## Start WORKING DATA

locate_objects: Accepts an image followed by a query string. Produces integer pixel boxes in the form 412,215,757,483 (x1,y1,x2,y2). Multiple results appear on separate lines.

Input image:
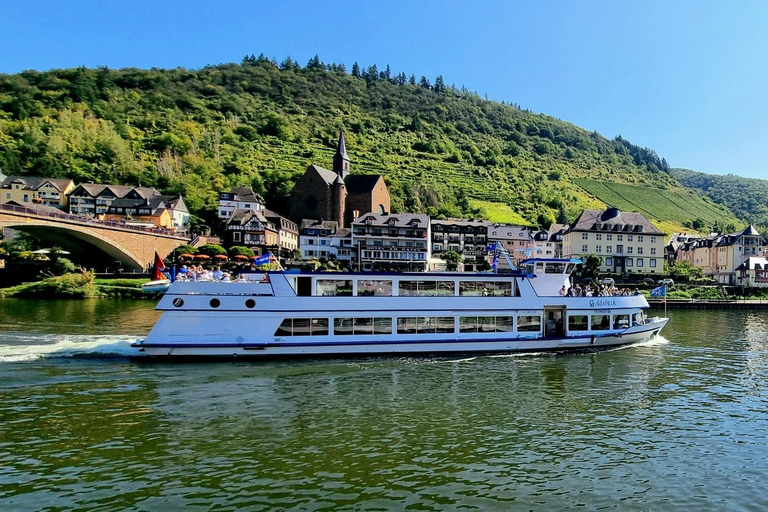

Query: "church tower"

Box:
333,132,349,180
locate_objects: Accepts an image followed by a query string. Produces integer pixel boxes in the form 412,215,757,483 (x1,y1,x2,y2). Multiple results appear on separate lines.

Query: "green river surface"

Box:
0,299,768,512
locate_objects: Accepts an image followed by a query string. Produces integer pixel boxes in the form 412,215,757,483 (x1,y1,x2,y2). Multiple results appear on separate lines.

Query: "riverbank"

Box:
0,272,158,299
648,299,768,309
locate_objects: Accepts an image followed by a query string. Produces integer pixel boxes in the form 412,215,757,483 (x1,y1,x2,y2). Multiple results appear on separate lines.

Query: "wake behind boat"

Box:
134,259,667,358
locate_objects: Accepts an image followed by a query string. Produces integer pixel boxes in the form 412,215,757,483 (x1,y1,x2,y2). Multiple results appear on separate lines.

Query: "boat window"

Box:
275,318,293,336
544,263,565,274
398,281,455,297
435,316,456,333
477,316,496,332
459,281,512,297
613,315,629,329
496,316,515,332
517,316,541,332
459,316,515,333
293,318,310,336
310,318,328,336
459,316,477,332
397,316,454,334
333,318,353,336
592,315,611,331
357,279,392,297
373,318,392,334
275,318,328,336
568,315,589,331
354,318,373,335
317,279,352,297
397,318,416,334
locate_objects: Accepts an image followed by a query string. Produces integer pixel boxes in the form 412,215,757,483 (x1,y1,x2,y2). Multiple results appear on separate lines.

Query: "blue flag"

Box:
253,254,272,265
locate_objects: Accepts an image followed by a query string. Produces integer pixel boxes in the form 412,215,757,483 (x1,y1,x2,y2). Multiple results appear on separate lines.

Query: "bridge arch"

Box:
0,205,189,270
4,223,144,270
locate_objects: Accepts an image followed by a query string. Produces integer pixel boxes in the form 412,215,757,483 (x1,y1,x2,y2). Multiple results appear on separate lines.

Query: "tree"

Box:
581,254,603,277
307,54,323,69
228,245,255,258
199,244,227,257
440,251,461,270
173,244,198,255
433,75,445,92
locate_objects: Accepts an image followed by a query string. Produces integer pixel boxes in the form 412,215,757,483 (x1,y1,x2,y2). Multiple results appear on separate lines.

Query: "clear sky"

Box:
0,0,768,179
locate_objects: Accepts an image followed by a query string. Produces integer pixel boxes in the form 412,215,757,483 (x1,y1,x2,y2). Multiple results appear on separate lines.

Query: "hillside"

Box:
0,57,734,232
670,169,768,230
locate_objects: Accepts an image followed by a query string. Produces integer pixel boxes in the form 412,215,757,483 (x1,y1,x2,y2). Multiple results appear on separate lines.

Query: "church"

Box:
291,132,390,227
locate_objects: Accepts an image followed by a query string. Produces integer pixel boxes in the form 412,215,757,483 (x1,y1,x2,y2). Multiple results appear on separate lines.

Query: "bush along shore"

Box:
0,272,159,299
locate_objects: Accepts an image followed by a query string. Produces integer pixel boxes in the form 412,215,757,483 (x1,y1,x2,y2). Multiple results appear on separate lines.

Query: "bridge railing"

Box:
0,204,189,238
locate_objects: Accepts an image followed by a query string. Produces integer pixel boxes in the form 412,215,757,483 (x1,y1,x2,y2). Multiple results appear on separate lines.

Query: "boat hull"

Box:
133,318,667,359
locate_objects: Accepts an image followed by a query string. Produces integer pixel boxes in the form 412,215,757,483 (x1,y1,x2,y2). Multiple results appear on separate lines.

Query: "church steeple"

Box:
333,132,349,180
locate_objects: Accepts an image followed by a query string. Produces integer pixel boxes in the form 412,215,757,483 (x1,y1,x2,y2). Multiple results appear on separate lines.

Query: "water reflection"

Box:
0,306,768,510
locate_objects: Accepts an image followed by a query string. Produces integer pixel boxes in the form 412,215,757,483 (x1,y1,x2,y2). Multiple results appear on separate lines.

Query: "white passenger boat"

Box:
134,259,667,358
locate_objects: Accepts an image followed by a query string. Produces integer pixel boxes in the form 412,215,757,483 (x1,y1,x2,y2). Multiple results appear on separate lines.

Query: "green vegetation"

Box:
0,56,714,226
574,179,741,230
670,169,768,231
0,272,99,299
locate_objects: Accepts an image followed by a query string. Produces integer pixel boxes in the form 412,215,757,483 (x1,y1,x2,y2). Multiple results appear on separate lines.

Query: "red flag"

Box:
152,251,167,281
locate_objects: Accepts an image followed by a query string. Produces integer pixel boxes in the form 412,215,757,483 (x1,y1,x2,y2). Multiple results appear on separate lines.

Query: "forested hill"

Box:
0,57,735,230
670,169,768,228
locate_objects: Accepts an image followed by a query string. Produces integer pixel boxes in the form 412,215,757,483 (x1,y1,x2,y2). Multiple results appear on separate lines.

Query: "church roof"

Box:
307,164,338,185
344,174,381,194
741,224,760,236
569,208,664,235
336,132,349,160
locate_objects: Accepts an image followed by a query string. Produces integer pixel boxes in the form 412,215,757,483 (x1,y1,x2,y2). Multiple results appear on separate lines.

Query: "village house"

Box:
104,195,189,230
488,223,534,270
218,187,264,220
0,176,75,210
223,209,278,255
429,219,492,272
299,219,357,268
563,208,665,275
736,256,768,288
352,213,431,271
290,133,390,227
532,224,568,258
67,183,160,218
258,208,299,259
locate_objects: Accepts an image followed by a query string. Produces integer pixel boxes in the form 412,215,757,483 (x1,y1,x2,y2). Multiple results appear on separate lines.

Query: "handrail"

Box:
0,204,189,238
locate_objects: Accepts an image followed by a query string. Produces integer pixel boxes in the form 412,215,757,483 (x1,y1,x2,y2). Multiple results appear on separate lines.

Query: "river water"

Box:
0,299,768,512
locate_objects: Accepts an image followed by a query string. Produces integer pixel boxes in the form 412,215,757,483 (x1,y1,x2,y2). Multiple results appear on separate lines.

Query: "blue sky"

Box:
0,0,768,179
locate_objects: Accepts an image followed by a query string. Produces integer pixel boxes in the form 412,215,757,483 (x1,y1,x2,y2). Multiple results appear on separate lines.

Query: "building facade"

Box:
563,208,665,275
0,176,75,210
291,133,390,227
259,208,299,259
218,187,264,220
223,209,279,256
429,219,492,272
104,195,189,231
352,213,431,271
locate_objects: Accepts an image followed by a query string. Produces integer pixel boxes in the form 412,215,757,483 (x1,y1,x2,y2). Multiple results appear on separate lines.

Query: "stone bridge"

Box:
0,204,189,270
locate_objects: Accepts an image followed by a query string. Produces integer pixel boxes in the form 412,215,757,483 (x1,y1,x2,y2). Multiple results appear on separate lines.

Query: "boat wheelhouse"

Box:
134,259,667,357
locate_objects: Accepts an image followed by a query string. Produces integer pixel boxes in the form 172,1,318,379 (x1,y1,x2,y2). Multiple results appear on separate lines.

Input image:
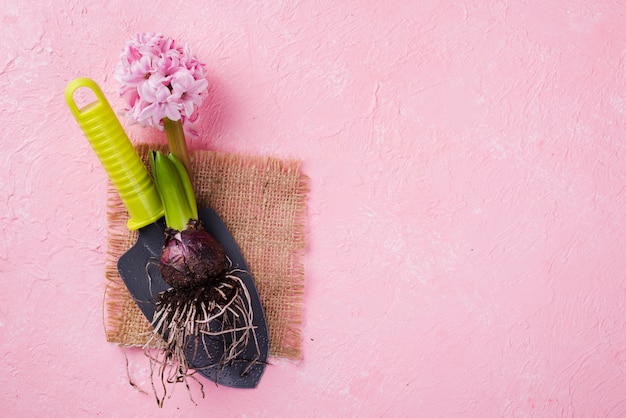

## End WORKING DATA

WORK INSTRUCTIONS: Rewrite all of the rows above as a numbered list, leaving out the blank lines and the pictures.

RESPONSE TO THIS EXERCISE:
1. locate_objects: Accepts an image followed by a query string. Produces integer pixel boxes in the form 412,215,757,483 (x1,y1,x2,y2). Multiple results appear on separate lines.
2. Input image:
3. Query: "church tower"
4. Box:
5. 333,132,349,180
6. locate_objects: Accepts an image followed by a query string. Produces integer pixel boxes in the form 412,215,757,483 (x1,y1,x2,y2). Multiple results appear on separate lines.
7. Query: "green river surface"
8. Box:
9. 0,299,768,512
10. locate_objects: Accepts an image followed by a query string. Produces integer pixel boxes in the form 412,215,757,483 (x1,y1,x2,y2). Multiple results appear on separate lines.
11. Query: "riverbank"
12. Box:
13. 0,272,158,299
14. 648,299,768,309
15. locate_objects: Accepts an image followed by a query string. Produces integer pixel boxes in the form 412,215,757,483 (x1,y1,x2,y2). Multiple results appear on separate lines.
16. Query: "wake behind boat"
17. Box:
18. 134,259,667,358
19. locate_objects: Accepts an image followed by a query string. Produces integer pixel boxes in the form 412,215,757,483 (x1,y1,x2,y2). Multiple results appear on separate lines.
20. Query: "boat window"
21. Box:
22. 275,318,293,336
23. 544,263,565,274
24. 398,281,455,297
25. 435,316,456,333
26. 477,316,496,332
27. 459,281,512,297
28. 613,315,629,329
29. 496,316,515,332
30. 517,316,541,332
31. 459,316,515,333
32. 293,318,310,336
33. 310,318,328,336
34. 459,316,477,332
35. 397,316,454,334
36. 333,318,353,336
37. 592,315,611,331
38. 357,279,392,297
39. 373,318,392,334
40. 275,318,328,336
41. 568,315,589,331
42. 354,318,373,335
43. 317,279,352,297
44. 397,318,416,334
45. locate_objects: Accepts an image followed by a query string. Produces integer pixel boxes in the form 412,215,757,483 (x1,y1,x2,y2). Multiple results appear on separate lines.
46. Query: "blue flag"
47. Box:
48. 253,254,272,265
49. locate_objects: Accepts an image followed by a query string. Produces integer pixel boxes in the form 412,215,757,483 (x1,y1,x2,y2). Multiple results appear on separate lines.
50. Query: "bridge arch"
51. Box:
52. 0,205,189,270
53. 4,223,144,270
54. locate_objects: Accepts an image followed by a query string. Produces integer pixel boxes in the form 412,215,757,483 (x1,y1,x2,y2). Multiple results appear on separate lines.
55. Query: "tree"
56. Box:
57. 581,254,603,277
58. 307,54,323,69
59. 228,245,255,258
60. 199,244,227,257
61. 440,251,461,270
62. 173,244,198,255
63. 433,75,445,92
64. locate_objects: Accepts an image followed by a query string. Produces integer pixel boxes in the form 412,215,757,483 (x1,y1,x2,y2). Multiple results appear on separate lines.
65. Query: "clear sky"
66. Box:
67. 0,0,768,179
68. locate_objects: Accepts an image followed by a query string. Produces integer pixel boxes in the form 412,215,757,483 (x1,y1,x2,y2). Multiple results appear on separate lines.
69. Query: "hillside"
70. Box:
71. 0,57,734,232
72. 670,169,768,230
73. locate_objects: Accepts an image followed by a query string. Produces integer pixel boxes in the form 412,215,757,483 (x1,y1,x2,y2). Multiple results appear on separate lines.
74. Query: "church"
75. Box:
76. 291,132,390,227
77. locate_objects: Accepts an image followed by a query string. Produces integer pixel boxes in the form 412,215,757,483 (x1,y1,x2,y2). Multiple results appear on separate lines.
78. Query: "bush along shore"
79. Box:
80. 0,272,159,299
81. locate_objects: Accepts an image followed by a query string. Produces integer pixel boxes in the form 412,215,757,483 (x1,y1,x2,y2). Multiple results appear on separate lines.
82. Query: "bridge railing"
83. Box:
84. 0,204,189,238
85. locate_objects: Accepts an image followed by a query string. Produces integer pixel boxes in the form 412,215,757,483 (x1,y1,x2,y2). Multiple results appear on separate lines.
86. Query: "boat hull"
87. Box:
88. 133,318,667,359
89. locate_objects: Accepts an image followed by a query string. Produces integer pixel boxes in the form 412,215,757,483 (x1,y1,x2,y2). Multiple results appear on separate lines.
90. Query: "church steeple"
91. Box:
92. 333,132,349,180
93. locate_objects: Accepts an image followed by a query string. Produces integer pixel boxes in the form 412,215,757,483 (x1,y1,x2,y2). Multiple results appear on separate lines.
94. Query: "water reflection"
95. Box:
96. 0,306,768,510
97. locate_objects: Accepts an image followed by a query string. Produces integer pixel boxes in the form 412,215,757,483 (x1,y1,x2,y2). Multiple results appear on separate lines.
98. Query: "white passenger boat"
99. Box:
100. 134,259,667,358
101. locate_objects: Accepts an image followed by a query string. Produces integer pixel boxes in the form 412,215,757,483 (x1,y1,x2,y2). Multiple results appear on separate lines.
102. Query: "green vegetation"
103. Box:
104. 0,56,714,226
105. 574,179,741,230
106. 670,169,768,231
107. 0,272,99,299
108. locate_objects: Accepts an image followed by a query string. Produces integer pixel boxes in the form 412,215,757,483 (x1,y1,x2,y2). Multiple results appear on separate lines.
109. Query: "red flag"
110. Box:
111. 152,251,167,281
112. locate_objects: Accepts an image followed by a query string. Produces integer pixel boxes in the form 412,215,757,483 (x1,y1,x2,y2). Multiple results appear on separate lines.
113. Query: "forested hill"
114. Box:
115. 0,57,735,230
116. 670,169,768,228
117. locate_objects: Accepts an image followed by a query string. Produces integer pixel boxes in the form 412,215,757,483 (x1,y1,x2,y2). Multiple results appear on separate lines.
118. Query: "church roof"
119. Box:
120. 307,164,338,185
121. 344,174,381,194
122. 741,224,760,236
123. 569,208,664,235
124. 336,132,349,160
125. locate_objects: Accepts an image followed by a query string. Produces integer pixel boxes in the form 412,215,757,483 (x1,y1,x2,y2). Multiple results appear on separate lines.
126. Query: "village house"
127. Box:
128. 104,195,189,230
129. 488,223,534,270
130. 218,187,264,220
131. 0,176,75,210
132. 223,209,278,255
133. 429,219,492,272
134. 299,219,357,268
135. 563,208,665,275
136. 736,256,768,288
137. 352,213,431,271
138. 290,133,390,227
139. 532,224,568,258
140. 67,183,160,218
141. 258,208,299,259
142. locate_objects: Accepts an image followed by a query string. Produces integer pixel boxes in the form 412,215,757,483 (x1,y1,x2,y2). Multiple results appear on separate lines.
143. Query: "handrail"
144. Box:
145. 0,204,189,238
146. locate_objects: Accepts an image followed by a query string. Produces integer pixel boxes in the form 412,215,757,483 (x1,y1,x2,y2). Multiple results appear on separate lines.
147. Query: "river water"
148. Box:
149. 0,299,768,512
150. locate_objects: Accepts an image followed by a query string. Produces integer pixel boxes in the form 412,215,757,483 (x1,y1,x2,y2). Multiple results appear on separate lines.
151. Query: "blue sky"
152. Box:
153. 0,0,768,179
154. locate_objects: Accepts an image followed by a query string. Produces integer pixel boxes in the form 412,215,757,483 (x1,y1,x2,y2). Multiple results appear on separate lines.
155. Query: "building facade"
156. Box:
157. 563,208,665,275
158. 0,176,75,210
159. 291,133,390,227
160. 259,208,299,259
161. 218,187,264,220
162. 223,209,279,256
163. 429,219,492,272
164. 104,195,189,231
165. 352,213,431,271
166. locate_objects: Accepts an image followed by a query string. Produces integer pixel boxes in the form 412,215,757,483 (x1,y1,x2,y2). Multiple results appear on separate lines.
167. Query: "stone bridge"
168. Box:
169. 0,204,189,270
170. locate_objects: Accepts an image followed by a query string. Produces integer pixel boxes in the form 412,215,757,483 (x1,y1,x2,y2). Multiple results appear on separate lines.
171. Query: "boat wheelhouse"
172. Box:
173. 134,259,667,357
174. locate_objects: Accepts an image followed by a query string. Produces integer pixel boxes in the form 172,1,318,379 (x1,y1,x2,y2). Multiple results appear on separate lines.
175. Input image:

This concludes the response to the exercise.